• [PASSAGE FOURNI]:

Vous perpétuez donc votre rôle de «laboratoire de l’extrême».
Sur le plan militaire, nous sommes un peu déconnectés de l’opérationnel pur. En revanche, nous avons énormément de retours sur la vie dans les milieux extrêmes et l’utilisation de matériels spécifiques dans ces conditions-là, qu’il s’agisse d’équipement de montagne mais aussi de parapente, para-moteur, panneaux solaires, etc. Nous avons toujours des enseignements à transmettre à ceux qui sont plongés dans l’opérationnel.
L’année dernière, le GMHM a soufflé ses trente bougies. Comment entrevoyez-vous l’avenir du Groupe ?
Nous nous sentons dans la continuité de ce qui a été accompli précédemment. Même si dans l’histoire du Groupe, il y a nécessairement eu des époques différentes, liées au chef de l’équipe mais aussi à ses hommes. Quelqu’un qui pratique l’alpinisme pendant plusieurs années est capable d’aller dans de nombreuses directions différentes. Grâce à la montagne, qui exige une adaptation et des réajustements permanents, vous pouvez appréhender tous les milieux. Pour l’instant, nous restons dans cette dynamique d’aller explorer des endroits où pas grand monde ne va.
Quel sera le prochain point de chute ?
Le Mont Logan, au printemps 2008. C’est un sommet situé sur la frontière entre le Canada et l’Alaska. Vu sa situation, nous devrions encore ramasser de la neige et du mauvais temps. Le seul avantage, c’est que là-bas, il fait clair en permanence. Nous pourrons donc grimper «jour et nuit».
«7 continents, 7 alpinismes»
L’ambitieux projet, amorcé par le GMHM en 2005, est de réaliser sept expéditions sur les sept continents, en mettant chaque fois en œuvre une pratique différente de l’alpinisme.
lQuatre étapes ont été accomplies :
– Afrique (janvier 2005) : escalade libre au Mali (photo ci-contre), dans la région de la Main de Fatma et du Mont Hombori
– Amérique du Sud (octobre-novembre 2005) : escalade mixte en Patagonie, sur le San Lorenzo, un sommet peu connu, excentré et éloigné des «courus» Fitz Roy et Cerro Torre
– Océanie (octobre-novembre 2006) : ski de pente raide en Nouvelle-Zélande, au Mont Cook, une première pour cette équipe composée essentiellement de forts grimpeurs !
– Europe (septembre-octobre 2007) : escalade glaciaire au Groenland (lire ci-dessus).
lLes trois dernières étapes :
– Amérique du Nord (1er semestre 2008) : ascension d’une grosse arête neigeuse au Mont Logan, sur la frontière entre le Canada et l’Alaska
– Antarctique (entre 2008 et 2009) : escalade artificielle sur les pitons rocheux du «Queen Maud Land»
– Asie (en 2009) : la haute altitude et l’Himalaya pour boucler le périple en beauté en réunissant tous les paramètres de difficultés. Sommet encore à déterminer.
Une équipe de pointe
Le GMHM est composé d’une dizaine d’hommes, officiers, sous-officiers et engagés volontaires de l’Armée de terre. Vitrine et «laboratoire» pour l’alpinisme et les expéditions lointaines, il a pour mission la maîtrise des conditions physiques et climatiques extrêmes. Ont participé à l’expédition groenlandaise : le capitaine Thomas Faucheur, le capitaine Lionel Albrieux, le sergent-chef François Savary, le sergent de réserve Dimitry Munoz, le caporal-chef Manu Pellissier, le médecin principal Damien Cabane (EMHM), l’adjudant-chef Philippe Ramorino (caméraman ECPAD).

• [ENTRÉES EXTRAITES]:
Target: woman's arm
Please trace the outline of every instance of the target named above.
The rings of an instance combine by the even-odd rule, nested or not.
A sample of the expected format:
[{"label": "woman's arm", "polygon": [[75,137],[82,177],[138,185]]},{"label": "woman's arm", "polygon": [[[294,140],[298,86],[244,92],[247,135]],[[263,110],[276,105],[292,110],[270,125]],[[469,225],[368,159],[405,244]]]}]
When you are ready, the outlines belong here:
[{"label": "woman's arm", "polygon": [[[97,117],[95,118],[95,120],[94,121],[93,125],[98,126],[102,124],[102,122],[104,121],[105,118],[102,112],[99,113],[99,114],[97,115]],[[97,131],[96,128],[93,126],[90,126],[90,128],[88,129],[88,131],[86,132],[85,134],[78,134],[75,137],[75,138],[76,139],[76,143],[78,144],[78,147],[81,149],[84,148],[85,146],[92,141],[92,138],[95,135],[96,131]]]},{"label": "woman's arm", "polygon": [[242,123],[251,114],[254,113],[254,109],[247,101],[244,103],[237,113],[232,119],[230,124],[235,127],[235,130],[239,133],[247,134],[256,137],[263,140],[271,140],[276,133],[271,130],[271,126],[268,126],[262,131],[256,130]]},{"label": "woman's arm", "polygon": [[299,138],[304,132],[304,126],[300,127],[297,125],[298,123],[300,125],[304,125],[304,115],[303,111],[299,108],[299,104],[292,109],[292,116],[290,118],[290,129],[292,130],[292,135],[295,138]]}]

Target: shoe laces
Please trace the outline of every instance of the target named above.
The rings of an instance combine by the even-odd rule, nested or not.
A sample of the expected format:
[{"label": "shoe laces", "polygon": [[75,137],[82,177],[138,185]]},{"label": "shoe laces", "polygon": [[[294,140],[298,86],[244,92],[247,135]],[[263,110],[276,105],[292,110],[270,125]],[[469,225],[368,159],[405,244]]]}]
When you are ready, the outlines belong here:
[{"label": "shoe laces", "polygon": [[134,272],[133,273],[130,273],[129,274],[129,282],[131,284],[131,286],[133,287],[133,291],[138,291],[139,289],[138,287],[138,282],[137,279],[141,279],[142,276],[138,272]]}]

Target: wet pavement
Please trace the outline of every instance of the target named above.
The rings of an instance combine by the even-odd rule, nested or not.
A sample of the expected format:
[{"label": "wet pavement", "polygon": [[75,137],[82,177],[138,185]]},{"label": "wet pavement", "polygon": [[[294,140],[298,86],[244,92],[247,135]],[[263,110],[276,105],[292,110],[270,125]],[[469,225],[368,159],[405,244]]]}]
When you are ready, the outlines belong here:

• [TÂCHE ÉNONCÉE]:
D'après le passage fourni, répondez aux questions suivantes :
1. Sur quelle frontière le Mont Logan est-il situé ?
2. Quelle pratique de l'alpinisme a été mise en œuvre lors de l'étape en Océanie ?
3. De combien d'hommes le GMHM est-il composé ?
Veuillez vous fonder exclusivement sur le passage fourni.

• [RÉPONSE]:
1. Sur la frontière entre le Canada et l'Alaska.
2. Le ski de pente raide, au Mont Cook, en Nouvelle-Zélande.
3. D'une dizaine d'hommes.